Exercise instructions ->
Among the entries, which lines carry the string "instance"? Copy every one.

Given records ->
-------
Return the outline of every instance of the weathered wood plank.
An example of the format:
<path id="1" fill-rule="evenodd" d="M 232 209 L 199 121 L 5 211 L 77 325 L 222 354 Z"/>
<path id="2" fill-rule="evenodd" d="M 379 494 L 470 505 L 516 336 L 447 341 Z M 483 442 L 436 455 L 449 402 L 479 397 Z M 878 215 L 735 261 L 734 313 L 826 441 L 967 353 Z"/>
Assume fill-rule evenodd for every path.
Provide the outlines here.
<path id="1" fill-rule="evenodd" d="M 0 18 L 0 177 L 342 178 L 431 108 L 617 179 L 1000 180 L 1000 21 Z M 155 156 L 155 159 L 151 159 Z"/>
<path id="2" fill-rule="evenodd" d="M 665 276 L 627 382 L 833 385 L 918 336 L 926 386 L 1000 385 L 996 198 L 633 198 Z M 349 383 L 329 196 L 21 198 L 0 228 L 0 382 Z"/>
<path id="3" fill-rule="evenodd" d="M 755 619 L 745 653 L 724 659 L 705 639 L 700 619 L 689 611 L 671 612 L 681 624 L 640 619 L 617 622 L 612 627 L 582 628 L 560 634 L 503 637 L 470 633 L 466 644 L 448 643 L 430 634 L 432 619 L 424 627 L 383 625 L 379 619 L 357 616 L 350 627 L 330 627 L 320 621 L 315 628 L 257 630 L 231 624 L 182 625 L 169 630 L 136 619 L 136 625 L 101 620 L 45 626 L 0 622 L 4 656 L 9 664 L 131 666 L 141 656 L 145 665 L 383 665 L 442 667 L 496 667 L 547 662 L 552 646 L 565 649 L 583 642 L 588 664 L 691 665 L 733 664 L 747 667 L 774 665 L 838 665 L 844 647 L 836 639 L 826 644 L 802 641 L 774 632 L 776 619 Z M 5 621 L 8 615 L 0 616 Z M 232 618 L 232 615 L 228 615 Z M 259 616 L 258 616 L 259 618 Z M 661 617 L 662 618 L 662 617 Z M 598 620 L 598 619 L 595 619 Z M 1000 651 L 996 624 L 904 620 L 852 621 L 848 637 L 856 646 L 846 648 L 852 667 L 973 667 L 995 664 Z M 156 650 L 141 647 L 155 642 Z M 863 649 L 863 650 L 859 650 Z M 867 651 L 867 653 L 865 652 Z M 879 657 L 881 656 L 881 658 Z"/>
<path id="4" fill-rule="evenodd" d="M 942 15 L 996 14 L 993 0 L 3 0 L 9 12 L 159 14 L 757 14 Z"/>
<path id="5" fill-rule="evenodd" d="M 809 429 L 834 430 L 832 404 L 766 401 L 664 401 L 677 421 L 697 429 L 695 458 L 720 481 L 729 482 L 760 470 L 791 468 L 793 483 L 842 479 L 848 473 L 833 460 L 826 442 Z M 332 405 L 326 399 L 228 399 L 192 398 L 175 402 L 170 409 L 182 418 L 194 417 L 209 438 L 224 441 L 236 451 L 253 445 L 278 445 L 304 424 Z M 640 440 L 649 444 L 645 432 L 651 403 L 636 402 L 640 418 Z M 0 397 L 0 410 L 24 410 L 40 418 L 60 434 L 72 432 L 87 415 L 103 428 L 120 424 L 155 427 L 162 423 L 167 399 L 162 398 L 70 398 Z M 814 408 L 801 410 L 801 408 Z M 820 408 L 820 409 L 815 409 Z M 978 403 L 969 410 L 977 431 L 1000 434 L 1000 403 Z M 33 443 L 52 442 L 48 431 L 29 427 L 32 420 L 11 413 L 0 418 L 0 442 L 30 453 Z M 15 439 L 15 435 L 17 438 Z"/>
-------
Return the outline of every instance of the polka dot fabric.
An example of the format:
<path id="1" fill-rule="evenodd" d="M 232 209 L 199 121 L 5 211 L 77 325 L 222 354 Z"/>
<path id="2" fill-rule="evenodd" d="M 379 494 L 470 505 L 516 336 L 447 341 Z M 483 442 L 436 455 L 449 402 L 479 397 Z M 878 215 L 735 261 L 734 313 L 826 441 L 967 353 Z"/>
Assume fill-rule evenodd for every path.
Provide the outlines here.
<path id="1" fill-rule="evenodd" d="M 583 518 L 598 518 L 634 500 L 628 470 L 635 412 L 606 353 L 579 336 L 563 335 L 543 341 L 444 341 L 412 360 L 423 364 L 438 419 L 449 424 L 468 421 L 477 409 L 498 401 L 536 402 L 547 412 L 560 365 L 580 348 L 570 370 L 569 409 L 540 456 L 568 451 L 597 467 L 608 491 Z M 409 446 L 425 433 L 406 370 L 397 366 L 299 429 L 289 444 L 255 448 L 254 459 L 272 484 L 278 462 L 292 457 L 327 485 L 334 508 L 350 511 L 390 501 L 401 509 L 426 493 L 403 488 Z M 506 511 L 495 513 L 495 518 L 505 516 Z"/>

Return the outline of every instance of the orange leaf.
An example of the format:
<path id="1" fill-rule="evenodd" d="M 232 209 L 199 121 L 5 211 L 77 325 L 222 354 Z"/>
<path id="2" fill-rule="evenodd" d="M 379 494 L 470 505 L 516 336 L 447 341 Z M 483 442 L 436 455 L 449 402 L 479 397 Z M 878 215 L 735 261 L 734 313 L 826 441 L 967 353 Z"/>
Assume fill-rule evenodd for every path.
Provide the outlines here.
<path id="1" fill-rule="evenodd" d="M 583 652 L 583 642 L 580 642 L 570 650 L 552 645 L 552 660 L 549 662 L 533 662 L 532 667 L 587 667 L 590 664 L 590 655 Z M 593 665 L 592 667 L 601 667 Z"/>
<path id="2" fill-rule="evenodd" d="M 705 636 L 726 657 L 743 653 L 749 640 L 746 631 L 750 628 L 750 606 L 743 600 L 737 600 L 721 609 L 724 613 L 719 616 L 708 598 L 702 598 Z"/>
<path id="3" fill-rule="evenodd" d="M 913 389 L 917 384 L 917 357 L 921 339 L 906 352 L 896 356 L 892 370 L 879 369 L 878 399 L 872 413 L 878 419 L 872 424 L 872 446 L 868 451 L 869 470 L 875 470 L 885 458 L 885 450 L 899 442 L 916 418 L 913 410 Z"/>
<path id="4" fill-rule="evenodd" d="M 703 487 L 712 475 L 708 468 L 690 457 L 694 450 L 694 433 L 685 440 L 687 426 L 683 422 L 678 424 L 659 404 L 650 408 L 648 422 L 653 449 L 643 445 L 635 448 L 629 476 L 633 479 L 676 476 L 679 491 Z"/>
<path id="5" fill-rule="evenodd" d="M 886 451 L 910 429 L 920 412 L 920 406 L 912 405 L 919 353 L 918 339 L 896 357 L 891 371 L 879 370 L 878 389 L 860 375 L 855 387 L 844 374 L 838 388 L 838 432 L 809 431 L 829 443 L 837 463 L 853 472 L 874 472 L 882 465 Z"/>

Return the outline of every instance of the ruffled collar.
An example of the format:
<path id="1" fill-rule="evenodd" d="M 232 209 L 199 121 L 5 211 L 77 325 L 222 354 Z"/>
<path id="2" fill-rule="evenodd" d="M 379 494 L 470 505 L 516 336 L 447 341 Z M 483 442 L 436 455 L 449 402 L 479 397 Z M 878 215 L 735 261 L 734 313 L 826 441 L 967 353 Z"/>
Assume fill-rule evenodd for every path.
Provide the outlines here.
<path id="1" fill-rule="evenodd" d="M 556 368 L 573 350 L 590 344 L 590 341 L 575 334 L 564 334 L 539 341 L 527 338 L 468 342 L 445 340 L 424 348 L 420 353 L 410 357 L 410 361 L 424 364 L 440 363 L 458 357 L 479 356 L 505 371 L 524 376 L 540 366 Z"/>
-------
Response ->
Return the outline of every instance of the weathered wood plank.
Return the outline of every instance of the polka dot fabric.
Return the outline of every instance of the orange leaf.
Return the outline of every instance of the ruffled collar.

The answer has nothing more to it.